───── Dataset entries

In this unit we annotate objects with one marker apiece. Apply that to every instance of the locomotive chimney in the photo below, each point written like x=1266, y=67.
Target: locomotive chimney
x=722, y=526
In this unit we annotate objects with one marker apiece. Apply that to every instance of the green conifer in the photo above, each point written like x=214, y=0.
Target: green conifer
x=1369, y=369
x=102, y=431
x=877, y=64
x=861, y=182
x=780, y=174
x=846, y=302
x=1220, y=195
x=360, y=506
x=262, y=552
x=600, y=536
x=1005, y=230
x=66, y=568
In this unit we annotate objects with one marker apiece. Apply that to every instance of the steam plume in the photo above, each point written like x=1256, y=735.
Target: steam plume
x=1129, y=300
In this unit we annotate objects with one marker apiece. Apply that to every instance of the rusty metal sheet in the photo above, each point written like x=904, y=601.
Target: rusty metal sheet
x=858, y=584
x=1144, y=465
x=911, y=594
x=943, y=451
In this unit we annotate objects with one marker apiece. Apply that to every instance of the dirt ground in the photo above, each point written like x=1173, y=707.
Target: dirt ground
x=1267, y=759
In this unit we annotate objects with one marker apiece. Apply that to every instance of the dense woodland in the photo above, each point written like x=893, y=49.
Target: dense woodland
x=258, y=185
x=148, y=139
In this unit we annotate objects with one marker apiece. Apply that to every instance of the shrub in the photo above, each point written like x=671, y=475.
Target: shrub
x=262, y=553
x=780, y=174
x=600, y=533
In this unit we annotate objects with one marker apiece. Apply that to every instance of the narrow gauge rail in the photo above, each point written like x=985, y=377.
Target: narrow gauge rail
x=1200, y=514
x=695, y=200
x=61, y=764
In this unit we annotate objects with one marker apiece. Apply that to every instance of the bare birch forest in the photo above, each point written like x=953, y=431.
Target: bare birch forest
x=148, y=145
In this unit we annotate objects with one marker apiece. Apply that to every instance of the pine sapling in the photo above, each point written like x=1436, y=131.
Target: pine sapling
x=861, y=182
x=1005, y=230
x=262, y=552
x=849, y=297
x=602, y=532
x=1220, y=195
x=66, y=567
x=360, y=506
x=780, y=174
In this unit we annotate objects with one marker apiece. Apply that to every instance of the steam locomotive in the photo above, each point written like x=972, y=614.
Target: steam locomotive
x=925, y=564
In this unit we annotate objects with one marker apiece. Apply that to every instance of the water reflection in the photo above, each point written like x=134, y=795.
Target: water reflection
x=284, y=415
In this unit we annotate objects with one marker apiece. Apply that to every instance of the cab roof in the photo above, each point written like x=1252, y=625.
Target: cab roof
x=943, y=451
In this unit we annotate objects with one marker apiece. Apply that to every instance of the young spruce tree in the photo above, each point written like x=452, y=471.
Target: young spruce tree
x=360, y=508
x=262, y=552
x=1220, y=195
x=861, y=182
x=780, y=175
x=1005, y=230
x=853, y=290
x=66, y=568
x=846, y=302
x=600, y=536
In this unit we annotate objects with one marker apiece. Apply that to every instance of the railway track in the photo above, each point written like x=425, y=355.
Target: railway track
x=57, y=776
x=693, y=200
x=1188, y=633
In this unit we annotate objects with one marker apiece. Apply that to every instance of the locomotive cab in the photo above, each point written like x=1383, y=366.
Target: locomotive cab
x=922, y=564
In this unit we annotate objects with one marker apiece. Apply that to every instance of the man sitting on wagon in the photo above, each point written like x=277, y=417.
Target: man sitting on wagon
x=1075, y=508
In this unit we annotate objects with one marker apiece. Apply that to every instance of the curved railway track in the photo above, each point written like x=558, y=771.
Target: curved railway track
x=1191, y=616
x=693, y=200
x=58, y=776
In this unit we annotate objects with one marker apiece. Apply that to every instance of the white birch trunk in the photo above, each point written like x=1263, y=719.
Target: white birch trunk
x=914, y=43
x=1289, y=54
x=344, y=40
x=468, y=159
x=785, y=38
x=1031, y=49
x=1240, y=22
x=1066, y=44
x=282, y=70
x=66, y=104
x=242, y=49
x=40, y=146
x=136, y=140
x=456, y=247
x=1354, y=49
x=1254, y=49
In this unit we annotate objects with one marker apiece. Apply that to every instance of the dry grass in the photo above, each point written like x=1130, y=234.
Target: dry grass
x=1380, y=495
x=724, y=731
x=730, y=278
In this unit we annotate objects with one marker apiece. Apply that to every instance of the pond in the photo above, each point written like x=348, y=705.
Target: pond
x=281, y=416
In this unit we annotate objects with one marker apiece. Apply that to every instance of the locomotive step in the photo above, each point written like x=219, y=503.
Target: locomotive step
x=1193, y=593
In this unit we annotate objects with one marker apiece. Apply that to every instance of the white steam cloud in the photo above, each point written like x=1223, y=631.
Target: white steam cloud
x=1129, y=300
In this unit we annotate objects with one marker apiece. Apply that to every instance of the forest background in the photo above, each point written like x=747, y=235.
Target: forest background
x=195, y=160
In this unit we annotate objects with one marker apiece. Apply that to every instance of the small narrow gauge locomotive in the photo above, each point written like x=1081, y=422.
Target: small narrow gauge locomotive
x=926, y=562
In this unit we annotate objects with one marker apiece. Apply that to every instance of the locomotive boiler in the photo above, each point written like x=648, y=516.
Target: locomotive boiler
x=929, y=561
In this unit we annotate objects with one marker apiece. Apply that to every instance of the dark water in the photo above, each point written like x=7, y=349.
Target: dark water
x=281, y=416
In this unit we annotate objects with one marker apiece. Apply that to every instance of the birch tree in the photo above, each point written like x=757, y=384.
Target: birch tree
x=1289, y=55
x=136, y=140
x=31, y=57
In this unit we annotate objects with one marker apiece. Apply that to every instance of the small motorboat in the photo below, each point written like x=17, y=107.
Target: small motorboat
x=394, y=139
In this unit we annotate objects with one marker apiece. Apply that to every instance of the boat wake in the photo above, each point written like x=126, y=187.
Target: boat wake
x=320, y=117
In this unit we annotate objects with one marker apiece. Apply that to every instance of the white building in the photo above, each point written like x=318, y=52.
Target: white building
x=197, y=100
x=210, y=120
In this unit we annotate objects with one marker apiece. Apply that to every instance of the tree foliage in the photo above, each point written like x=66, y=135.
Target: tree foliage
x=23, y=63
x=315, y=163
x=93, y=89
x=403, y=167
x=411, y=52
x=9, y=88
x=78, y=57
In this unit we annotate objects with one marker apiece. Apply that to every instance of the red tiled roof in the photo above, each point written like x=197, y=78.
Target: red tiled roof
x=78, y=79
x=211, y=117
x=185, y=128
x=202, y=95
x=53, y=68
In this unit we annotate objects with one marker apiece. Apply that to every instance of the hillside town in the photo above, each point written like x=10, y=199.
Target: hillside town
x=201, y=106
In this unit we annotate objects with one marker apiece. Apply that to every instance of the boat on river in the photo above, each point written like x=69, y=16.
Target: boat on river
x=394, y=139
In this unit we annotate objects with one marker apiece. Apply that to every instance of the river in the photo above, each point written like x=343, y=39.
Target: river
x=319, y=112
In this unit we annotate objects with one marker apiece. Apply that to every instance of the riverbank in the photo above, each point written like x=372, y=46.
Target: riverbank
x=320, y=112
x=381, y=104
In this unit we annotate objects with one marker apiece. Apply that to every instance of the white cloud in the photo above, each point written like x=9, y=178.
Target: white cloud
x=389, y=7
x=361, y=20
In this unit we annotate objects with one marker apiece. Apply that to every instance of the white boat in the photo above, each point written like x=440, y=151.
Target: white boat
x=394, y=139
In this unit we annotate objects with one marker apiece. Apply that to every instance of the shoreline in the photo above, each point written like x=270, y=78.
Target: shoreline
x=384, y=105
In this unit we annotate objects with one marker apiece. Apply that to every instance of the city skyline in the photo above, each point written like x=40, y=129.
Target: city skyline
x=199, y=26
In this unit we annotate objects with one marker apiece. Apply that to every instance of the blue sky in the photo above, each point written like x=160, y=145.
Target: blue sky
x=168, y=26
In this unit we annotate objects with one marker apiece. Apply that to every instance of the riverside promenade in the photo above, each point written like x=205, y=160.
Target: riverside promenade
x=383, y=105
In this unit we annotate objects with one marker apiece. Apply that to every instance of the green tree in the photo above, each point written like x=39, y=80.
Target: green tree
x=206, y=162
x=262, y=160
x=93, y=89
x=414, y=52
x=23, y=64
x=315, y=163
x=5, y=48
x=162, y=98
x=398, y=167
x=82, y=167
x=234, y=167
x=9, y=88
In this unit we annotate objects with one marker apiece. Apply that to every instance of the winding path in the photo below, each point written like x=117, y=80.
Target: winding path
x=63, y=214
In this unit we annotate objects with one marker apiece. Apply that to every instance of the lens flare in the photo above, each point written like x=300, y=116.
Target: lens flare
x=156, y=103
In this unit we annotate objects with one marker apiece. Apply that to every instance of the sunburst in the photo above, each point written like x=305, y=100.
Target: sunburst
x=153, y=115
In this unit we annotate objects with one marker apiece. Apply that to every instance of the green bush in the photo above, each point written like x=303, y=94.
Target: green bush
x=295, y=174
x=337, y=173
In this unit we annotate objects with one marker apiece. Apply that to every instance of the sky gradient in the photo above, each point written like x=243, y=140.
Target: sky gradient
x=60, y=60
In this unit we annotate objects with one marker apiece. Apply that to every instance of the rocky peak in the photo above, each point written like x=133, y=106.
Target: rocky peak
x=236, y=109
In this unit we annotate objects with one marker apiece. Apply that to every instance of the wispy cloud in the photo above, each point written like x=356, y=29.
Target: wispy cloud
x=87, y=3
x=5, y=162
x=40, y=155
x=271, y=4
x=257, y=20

──────────

Write out the entries again, from the line containing "like x=205, y=160." through the line containing "x=236, y=109", putting "mountain summit" in place of "rocky peak" and keeping everything else the same.

» Reply to the exercise:
In this unit we annotate objects with one marker apiece. Apply that to every instance of the riverside promenade in the photo above, each point written like x=205, y=160.
Target: riverside promenade
x=383, y=105
In this unit we annotate objects with one marker apiece. Apply that to every instance of the green tree in the photo above, each point written like x=39, y=80.
Target: green tree
x=206, y=162
x=262, y=160
x=93, y=89
x=414, y=52
x=23, y=64
x=315, y=163
x=5, y=48
x=162, y=98
x=398, y=167
x=82, y=167
x=234, y=167
x=9, y=88
In this unit we annotate objects with one marker apiece. Apply that to every instance of the winding path in the photo below, each point written like x=117, y=80.
Target: winding path
x=63, y=214
In this unit we annotate objects with one marker apiece. Apply that to every instance of the lens flare in the photo above, each point written like x=300, y=116.
Target: lens flare
x=156, y=103
In this unit we annotate objects with one marker apiece. Apply that to every instance of the sunburst in the photo above, each point written like x=305, y=100.
Target: sunburst
x=153, y=115
In this unit we annotate objects with one marker apiece. Apply that to every instance of the green bush in the photo above, each point written like x=303, y=94.
Target: green bush
x=295, y=174
x=337, y=173
In this unit we annotate objects with one marker apiece. Apply that to every instance of the sky gradient in the photo above, each point written like x=243, y=140.
Target: sky gradient
x=60, y=60
In this unit we annotate objects with one marker apiece. Apply that to every instance of the mountain summit in the photo above, each point written like x=133, y=106.
Target: mountain summit
x=236, y=109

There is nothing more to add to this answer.